Input material:
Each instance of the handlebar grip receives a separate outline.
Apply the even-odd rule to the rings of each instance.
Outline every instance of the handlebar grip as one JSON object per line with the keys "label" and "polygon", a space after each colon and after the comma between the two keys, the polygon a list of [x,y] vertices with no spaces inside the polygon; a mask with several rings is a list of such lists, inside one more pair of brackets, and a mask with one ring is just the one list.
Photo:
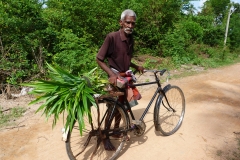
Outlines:
{"label": "handlebar grip", "polygon": [[166,71],[166,69],[161,70],[160,75],[162,76]]}
{"label": "handlebar grip", "polygon": [[133,74],[135,75],[138,72],[138,70],[133,71]]}

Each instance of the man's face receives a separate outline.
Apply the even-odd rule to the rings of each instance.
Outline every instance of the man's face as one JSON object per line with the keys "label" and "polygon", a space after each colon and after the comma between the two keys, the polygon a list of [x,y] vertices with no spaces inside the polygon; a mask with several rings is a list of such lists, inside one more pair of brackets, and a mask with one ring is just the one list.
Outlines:
{"label": "man's face", "polygon": [[126,34],[132,34],[135,27],[136,17],[126,16],[124,20],[120,20],[120,25]]}

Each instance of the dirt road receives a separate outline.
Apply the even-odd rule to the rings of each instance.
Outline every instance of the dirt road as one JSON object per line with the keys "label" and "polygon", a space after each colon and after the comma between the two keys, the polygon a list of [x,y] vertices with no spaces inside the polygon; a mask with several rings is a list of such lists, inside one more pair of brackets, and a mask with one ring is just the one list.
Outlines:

Stated task: Reproduce every one of the rows above in full, requests included, adding 149 to each x and y coordinate in the polygon outlines, and omit the pictures from your answer.

Result of the exercise:
Each instance of the handlebar grip receives a separate outline.
Apply the even-odd rule to the rings of each instance.
Outline every instance of the handlebar grip as one JSON object per line with the keys "label" and "polygon", a space after each colon and after the comma between the two keys, the polygon a list of [x,y] vertices with no spaces inside the polygon; a mask with several rings is a list of such lists, inside one more pair of brackets, and a mask with one ring is just the one list.
Photo:
Outlines:
{"label": "handlebar grip", "polygon": [[315,220],[315,218],[310,219],[309,224],[311,225]]}
{"label": "handlebar grip", "polygon": [[282,223],[284,224],[287,221],[287,219],[282,220]]}

Each instance of the man's face receives a separate outline.
Apply the even-odd rule to the rings of each instance.
Outline every instance of the man's face as one JSON object per line with the keys "label" and "polygon", a space after each colon and after the comma between the two keys, the polygon a list of [x,y] vertices with no spaces inside the polygon; a mask with several rings is a list of such lists, inside one more pair of brackets, and a mask with one ring is just the one list.
Outlines:
{"label": "man's face", "polygon": [[275,183],[281,183],[284,176],[285,166],[275,165],[273,169],[269,169],[269,174]]}

Each instance of the dirt road receives a separate outline.
Apply the even-odd rule to the rings of each instance.
Outline every instance of the dirt road as one JSON object per line with the keys "label" and "polygon", a space after each colon and after the comma between the two keys, the polygon a list of [x,y] vertices with no spaces inside the polygon; a mask with several rings is a list of such lists, inside one more pair of brackets, and a mask with one ring is just the one list.
Outlines:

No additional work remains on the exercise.